(Entradas de anotación de coordenadas)

---

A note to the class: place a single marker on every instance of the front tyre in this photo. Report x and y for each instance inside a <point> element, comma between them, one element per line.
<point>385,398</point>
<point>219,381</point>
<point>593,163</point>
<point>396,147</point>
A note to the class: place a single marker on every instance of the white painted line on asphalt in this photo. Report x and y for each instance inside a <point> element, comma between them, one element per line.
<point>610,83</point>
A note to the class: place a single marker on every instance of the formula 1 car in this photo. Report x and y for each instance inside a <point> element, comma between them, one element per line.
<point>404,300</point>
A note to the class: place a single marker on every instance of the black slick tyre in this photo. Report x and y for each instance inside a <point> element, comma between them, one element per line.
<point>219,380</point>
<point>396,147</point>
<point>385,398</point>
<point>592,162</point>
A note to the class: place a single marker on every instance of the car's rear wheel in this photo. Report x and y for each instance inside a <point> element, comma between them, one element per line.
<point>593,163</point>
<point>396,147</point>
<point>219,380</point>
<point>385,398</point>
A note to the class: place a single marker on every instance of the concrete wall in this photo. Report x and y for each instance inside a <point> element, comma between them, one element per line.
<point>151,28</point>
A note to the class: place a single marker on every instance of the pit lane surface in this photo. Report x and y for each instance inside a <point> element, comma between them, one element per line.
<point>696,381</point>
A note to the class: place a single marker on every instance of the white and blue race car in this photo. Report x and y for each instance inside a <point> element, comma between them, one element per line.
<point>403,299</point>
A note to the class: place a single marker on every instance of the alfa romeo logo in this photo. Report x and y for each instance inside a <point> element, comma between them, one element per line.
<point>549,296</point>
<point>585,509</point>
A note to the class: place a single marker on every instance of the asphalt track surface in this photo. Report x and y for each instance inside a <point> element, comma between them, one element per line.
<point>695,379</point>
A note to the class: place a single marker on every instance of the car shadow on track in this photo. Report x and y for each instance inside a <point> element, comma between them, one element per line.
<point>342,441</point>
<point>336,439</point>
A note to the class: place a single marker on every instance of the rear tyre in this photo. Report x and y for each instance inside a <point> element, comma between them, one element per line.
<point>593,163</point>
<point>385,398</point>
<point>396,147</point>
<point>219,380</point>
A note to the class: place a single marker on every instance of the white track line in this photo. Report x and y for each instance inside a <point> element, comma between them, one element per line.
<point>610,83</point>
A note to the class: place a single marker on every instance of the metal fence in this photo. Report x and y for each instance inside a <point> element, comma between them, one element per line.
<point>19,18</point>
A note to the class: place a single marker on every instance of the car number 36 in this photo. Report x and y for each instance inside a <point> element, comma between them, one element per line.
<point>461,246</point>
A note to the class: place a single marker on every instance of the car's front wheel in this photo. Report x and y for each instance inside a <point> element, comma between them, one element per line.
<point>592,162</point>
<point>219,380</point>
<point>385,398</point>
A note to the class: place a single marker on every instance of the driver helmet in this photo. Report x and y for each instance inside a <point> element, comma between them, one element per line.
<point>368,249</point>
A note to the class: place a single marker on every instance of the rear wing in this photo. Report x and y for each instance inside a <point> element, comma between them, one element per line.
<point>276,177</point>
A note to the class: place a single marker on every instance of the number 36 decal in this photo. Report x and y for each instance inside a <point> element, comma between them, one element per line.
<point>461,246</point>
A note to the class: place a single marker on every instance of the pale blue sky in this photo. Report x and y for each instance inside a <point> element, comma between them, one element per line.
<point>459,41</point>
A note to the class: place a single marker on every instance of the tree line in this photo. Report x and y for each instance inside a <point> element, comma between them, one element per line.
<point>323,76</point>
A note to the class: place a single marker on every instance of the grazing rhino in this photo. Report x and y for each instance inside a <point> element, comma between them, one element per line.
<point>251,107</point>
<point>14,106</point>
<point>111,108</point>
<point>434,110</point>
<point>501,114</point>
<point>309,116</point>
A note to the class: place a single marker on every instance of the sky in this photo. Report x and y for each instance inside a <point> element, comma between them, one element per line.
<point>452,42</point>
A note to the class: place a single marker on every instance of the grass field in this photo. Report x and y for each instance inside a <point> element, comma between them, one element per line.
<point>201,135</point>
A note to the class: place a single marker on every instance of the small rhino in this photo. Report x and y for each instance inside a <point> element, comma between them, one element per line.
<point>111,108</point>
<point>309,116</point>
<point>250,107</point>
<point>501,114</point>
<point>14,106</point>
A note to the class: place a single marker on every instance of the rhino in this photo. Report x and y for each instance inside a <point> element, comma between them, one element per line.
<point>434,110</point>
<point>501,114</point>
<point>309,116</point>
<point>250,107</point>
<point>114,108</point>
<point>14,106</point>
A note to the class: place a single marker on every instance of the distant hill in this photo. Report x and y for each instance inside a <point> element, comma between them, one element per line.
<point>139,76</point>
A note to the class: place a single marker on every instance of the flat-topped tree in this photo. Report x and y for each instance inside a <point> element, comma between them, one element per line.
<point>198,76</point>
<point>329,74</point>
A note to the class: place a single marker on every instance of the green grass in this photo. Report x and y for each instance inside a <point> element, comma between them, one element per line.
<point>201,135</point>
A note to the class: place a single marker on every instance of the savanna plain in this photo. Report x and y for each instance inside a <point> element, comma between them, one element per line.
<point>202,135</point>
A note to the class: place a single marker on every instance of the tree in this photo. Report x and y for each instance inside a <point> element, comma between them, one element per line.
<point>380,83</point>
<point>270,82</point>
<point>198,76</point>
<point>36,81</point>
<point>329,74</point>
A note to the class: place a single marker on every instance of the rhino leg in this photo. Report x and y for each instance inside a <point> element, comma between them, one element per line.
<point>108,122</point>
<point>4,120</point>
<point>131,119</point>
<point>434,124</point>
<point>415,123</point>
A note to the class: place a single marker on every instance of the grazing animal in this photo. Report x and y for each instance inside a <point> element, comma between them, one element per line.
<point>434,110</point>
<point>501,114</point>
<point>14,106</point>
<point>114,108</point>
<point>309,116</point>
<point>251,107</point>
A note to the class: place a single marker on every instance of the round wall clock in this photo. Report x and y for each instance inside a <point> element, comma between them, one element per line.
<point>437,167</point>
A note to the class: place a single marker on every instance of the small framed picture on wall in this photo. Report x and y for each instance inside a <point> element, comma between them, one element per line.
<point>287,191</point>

---

Reproduce íntegras las líneas del listado desde la que contiene "the white track" hasta la que contiene "<point>323,76</point>", ambas incluidas, y suma 119 a cada coordenada. El resto de cada línea queda sin cambios.

**Respuesta esperada:**
A note to the class: place a single marker on every instance of the white track line in this photo. Report x and y for each instance inside a <point> element, comma between them, one element per line.
<point>729,202</point>
A note to the class: place a single marker on every instance of the metal fence in this photo. Report x and y for each instance inside a <point> element, comma between them, one element per line.
<point>138,137</point>
A note to the class: place a single marker on every instance of the car number 36 in this photo. Report x and y for each instance inside a <point> element, comma between them, one element per line.
<point>580,365</point>
A note to the class: place a single marker on every instance of the car's front wheel in this photo. Report x and y for each instance inside a <point> element, comma between them, one element per line.
<point>711,281</point>
<point>338,499</point>
<point>504,517</point>
A note to the class: place a single marker on every instance of the driver helmet in this photo. Report x and y for each instance inside a <point> element, comma between them, one element per line.
<point>487,368</point>
A note to the class: place a single marker on every instance of the rear wing in this photo. Report x and y for each instance inside a <point> element, comma between them, one element per line.
<point>395,296</point>
A note to the class: place a single marker on every instance of the number 36 decal in this photo. Report x and y for each instance inside a <point> element, comma between them, one element per line.
<point>580,365</point>
A note to the class: place a single marker on every instance of the pale blue sky in this photo. Report x and y for each instance inside a <point> element, comma between them, one element per line.
<point>578,160</point>
A note to the class: place a single marker on every instance of the tree line in this photo. Report x and y for each instance inside a <point> element, comma between them, one element per line.
<point>442,195</point>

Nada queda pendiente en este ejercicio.